SUPPLIED PASSAGE:
________

Homocysteine also acts as an allosteric antagonist at Dopamine D_{2} receptors.

It has been proposed that both homocysteine and its thiolactone may have played a significant role in the appearance of life on the early Earth.

==Homocysteine levels==

Total plasma homocysteine

Homocysteine levels typically are higher in men than women, and increase with age.

Common levels in Western populations are 10 to 12 μmol/L, and levels of 20 μmol/L are found in populations with low B-vitamin intakes or in the elderly (e.g., Rotterdam, Framingham).

It is decreased with methyl folate trapping, where it is accompanied by decreased methylmalonic acid, increased folate, and a decrease in formiminoglutamic acid. This is the opposite of MTHFR C677T mutations, which result in an increase in homocysteine.

Blood reference ranges for homocysteine:
Sex: Age; Lower limit; Upper limit; Unit; Elevated; Therapeutic target
Female: 12–19 years; 3.3; 7.2; μmol/L; > 10.4 μmol/L or > 140 μg/dl; < 6.3 μmol/L or < 85 μg/dL
45: 100; μg/dL
>60 years: 4.9; 11.6; μmol/L
66: 160; μg/dL
Male: 12–19 years; 4.3; 9.9; μmol/L; > 11.4 μmol/L or > 150 μg/dL
60: 130; μg/dL
>60 years: 5.9; 15.3; μmol/L
80: 210; μg/dL

The ranges above are provided as examples only; test results always should be interpreted using the range provided by the laboratory that produced the result.

________

WHAT YOU WILL DO:
1 > Reproduce everything from "It has been" down to "increase in homocysteine." in the homocysteine passage.
2 > In the homocysteine passage, what range of levels is common in Western populations?

________

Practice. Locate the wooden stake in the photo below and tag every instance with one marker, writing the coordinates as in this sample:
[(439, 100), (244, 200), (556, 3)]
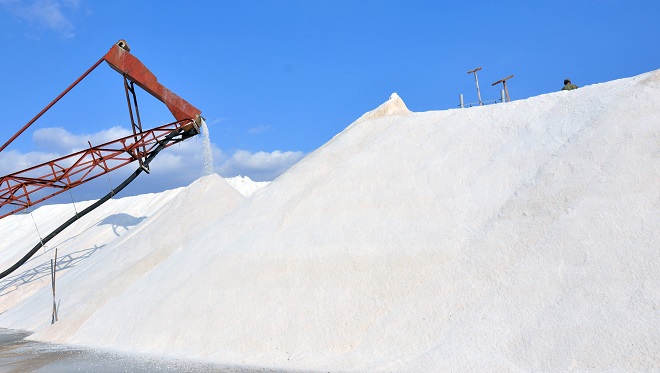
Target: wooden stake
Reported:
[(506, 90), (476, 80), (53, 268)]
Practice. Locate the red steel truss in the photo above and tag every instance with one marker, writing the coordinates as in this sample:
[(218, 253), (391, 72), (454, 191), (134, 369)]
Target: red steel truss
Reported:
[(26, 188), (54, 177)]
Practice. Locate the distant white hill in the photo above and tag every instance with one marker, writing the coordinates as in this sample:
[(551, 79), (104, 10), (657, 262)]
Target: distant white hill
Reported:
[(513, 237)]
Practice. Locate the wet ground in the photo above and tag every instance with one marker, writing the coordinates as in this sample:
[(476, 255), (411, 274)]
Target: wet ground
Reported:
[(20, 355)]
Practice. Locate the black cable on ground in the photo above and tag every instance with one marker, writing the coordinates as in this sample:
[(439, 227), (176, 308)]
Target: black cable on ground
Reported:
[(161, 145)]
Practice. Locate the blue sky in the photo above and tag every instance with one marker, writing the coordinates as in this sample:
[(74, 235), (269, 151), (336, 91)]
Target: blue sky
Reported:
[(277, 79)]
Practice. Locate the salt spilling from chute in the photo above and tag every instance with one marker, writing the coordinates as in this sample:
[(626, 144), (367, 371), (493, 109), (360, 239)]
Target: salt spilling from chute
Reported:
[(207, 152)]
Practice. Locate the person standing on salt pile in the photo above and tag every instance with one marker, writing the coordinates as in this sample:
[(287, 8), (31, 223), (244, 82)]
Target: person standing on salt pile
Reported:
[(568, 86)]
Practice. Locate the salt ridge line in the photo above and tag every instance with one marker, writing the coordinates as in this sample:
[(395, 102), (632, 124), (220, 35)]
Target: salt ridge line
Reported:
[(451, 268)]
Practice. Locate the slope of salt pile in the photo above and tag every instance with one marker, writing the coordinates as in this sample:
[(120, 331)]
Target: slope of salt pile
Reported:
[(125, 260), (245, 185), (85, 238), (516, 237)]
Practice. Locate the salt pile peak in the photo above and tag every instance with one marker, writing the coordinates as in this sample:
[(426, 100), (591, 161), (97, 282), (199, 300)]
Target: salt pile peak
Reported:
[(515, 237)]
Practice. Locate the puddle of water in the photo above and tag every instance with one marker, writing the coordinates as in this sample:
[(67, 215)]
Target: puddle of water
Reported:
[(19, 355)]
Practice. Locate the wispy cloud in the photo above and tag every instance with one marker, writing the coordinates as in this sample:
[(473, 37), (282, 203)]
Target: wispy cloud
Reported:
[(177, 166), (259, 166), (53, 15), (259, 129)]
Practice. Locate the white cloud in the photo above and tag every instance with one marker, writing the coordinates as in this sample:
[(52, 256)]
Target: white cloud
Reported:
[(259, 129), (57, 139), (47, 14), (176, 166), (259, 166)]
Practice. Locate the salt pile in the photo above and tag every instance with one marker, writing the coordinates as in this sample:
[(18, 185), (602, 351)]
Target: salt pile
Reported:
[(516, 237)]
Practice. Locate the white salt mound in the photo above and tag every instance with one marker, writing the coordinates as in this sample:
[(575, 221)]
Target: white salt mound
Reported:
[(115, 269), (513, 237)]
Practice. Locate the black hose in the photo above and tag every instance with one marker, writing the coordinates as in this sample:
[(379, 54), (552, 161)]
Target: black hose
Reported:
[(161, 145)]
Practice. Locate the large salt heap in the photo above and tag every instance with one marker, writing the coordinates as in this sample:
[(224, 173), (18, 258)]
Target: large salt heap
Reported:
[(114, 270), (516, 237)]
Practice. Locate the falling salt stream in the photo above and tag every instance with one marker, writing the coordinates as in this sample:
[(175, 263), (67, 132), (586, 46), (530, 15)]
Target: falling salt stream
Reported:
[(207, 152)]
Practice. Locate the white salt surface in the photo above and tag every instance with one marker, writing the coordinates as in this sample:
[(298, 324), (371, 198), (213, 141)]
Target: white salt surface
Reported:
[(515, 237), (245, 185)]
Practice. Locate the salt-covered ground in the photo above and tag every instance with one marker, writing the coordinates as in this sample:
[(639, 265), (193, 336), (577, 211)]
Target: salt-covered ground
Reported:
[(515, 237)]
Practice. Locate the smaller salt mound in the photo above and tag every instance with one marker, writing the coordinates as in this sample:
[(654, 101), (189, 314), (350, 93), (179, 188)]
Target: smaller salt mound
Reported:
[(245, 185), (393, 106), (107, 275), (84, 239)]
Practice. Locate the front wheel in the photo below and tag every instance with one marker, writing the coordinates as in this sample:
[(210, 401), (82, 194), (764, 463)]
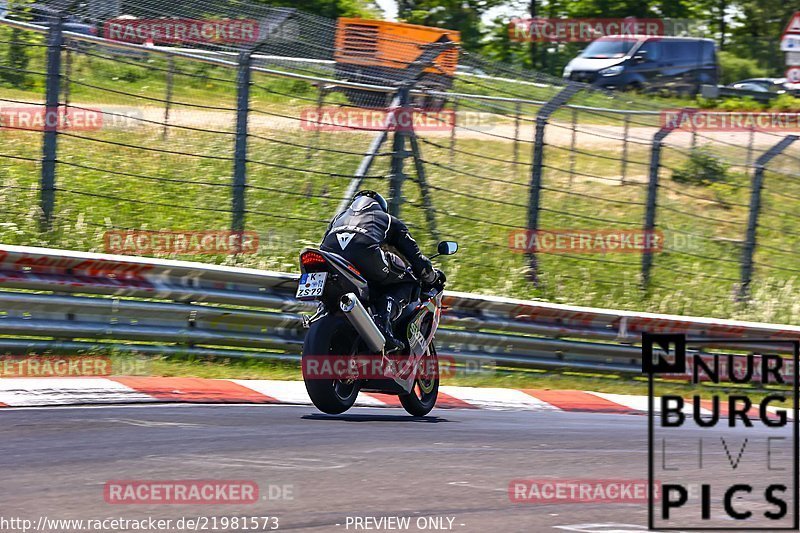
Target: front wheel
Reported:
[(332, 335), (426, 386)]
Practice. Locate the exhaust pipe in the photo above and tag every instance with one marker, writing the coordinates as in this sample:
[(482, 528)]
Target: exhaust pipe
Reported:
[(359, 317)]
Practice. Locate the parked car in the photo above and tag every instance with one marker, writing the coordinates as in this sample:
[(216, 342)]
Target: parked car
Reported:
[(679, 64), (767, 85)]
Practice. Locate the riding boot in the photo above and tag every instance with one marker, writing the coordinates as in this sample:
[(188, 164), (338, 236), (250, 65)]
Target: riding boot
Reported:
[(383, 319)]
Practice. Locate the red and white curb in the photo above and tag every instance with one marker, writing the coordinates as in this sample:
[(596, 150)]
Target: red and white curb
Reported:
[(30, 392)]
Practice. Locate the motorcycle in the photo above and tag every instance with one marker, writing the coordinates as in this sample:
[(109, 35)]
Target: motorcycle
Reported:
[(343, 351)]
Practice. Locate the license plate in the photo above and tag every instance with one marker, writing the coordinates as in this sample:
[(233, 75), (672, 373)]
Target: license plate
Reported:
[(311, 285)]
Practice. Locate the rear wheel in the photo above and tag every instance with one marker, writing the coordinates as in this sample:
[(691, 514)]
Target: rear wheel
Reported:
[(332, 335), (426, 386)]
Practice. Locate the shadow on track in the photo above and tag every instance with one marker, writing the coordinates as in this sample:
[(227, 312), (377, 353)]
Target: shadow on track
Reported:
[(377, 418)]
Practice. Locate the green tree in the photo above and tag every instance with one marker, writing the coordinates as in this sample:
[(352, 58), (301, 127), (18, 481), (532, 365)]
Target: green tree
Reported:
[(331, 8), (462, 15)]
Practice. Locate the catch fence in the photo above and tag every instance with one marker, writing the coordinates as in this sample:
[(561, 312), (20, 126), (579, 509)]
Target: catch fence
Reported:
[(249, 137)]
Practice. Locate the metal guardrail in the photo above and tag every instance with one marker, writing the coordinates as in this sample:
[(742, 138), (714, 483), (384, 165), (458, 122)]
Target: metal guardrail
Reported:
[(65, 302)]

________

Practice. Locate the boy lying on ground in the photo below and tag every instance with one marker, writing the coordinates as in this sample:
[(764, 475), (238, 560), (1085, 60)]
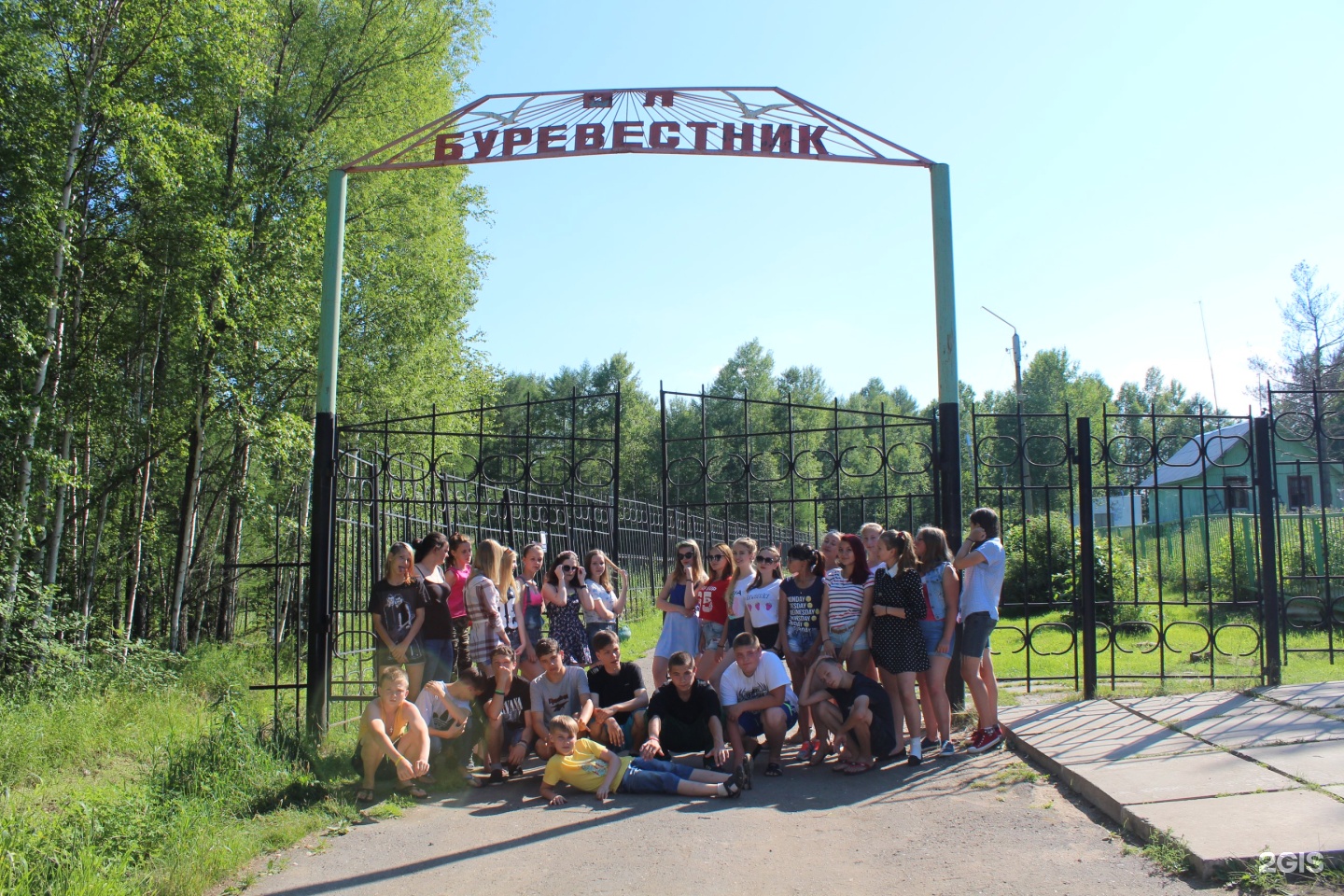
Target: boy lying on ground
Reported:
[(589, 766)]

________

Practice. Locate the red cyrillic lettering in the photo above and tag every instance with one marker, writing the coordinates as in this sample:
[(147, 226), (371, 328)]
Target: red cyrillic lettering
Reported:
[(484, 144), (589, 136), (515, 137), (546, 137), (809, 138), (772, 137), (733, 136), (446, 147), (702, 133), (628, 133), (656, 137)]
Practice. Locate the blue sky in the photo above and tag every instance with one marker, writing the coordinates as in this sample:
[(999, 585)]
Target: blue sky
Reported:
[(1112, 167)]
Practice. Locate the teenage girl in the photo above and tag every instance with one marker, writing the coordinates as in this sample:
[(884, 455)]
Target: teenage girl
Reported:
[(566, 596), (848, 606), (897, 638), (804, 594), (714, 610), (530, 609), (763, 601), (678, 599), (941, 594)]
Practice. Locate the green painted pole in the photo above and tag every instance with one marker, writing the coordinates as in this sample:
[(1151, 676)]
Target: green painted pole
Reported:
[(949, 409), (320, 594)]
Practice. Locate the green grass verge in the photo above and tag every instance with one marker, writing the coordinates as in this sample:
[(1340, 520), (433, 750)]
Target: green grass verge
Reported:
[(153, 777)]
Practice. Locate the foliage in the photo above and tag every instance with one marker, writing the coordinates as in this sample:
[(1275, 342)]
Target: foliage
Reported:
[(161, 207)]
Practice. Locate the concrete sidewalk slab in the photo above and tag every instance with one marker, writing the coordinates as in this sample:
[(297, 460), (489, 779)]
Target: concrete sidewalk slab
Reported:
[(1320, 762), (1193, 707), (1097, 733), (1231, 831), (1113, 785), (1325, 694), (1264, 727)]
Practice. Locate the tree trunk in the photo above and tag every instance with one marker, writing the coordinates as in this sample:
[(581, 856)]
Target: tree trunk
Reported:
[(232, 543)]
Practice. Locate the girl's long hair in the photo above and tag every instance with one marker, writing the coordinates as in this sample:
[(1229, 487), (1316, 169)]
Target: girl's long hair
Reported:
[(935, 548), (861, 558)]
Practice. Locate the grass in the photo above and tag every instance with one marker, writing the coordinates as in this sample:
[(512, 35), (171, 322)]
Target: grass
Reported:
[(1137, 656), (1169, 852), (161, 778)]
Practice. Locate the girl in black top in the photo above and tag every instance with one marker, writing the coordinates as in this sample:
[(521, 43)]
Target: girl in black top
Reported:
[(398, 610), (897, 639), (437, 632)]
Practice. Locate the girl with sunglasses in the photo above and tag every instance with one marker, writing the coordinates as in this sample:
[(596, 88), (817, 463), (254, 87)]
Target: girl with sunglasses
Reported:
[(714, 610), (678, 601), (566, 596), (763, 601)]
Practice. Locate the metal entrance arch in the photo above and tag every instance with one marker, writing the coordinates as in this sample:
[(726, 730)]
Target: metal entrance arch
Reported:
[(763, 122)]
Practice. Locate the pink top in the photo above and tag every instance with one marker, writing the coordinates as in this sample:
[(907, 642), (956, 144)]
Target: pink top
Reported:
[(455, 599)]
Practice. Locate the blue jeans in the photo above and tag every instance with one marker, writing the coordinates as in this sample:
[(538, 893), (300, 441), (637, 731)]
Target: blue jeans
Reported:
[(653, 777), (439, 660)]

________

SOLUTION SET:
1 >
It has been proposed that both homocysteine and its thiolactone may have played a significant role in the appearance of life on the early Earth.

==Homocysteine levels==

Total plasma homocysteine

Homocysteine levels typically are higher in men than women, and increase with age.

Common levels in Western populations are 10 to 12 μmol/L, and levels of 20 μmol/L are found in populations with low B-vitamin intakes or in the elderly (e.g., Rotterdam, Framingham).

It is decreased with methyl folate trapping, where it is accompanied by decreased methylmalonic acid, increased folate, and a decrease in formiminoglutamic acid. This is the opposite of MTHFR C677T mutations, which result in an increase in homocysteine.

2 > 10 to 12 μmol/L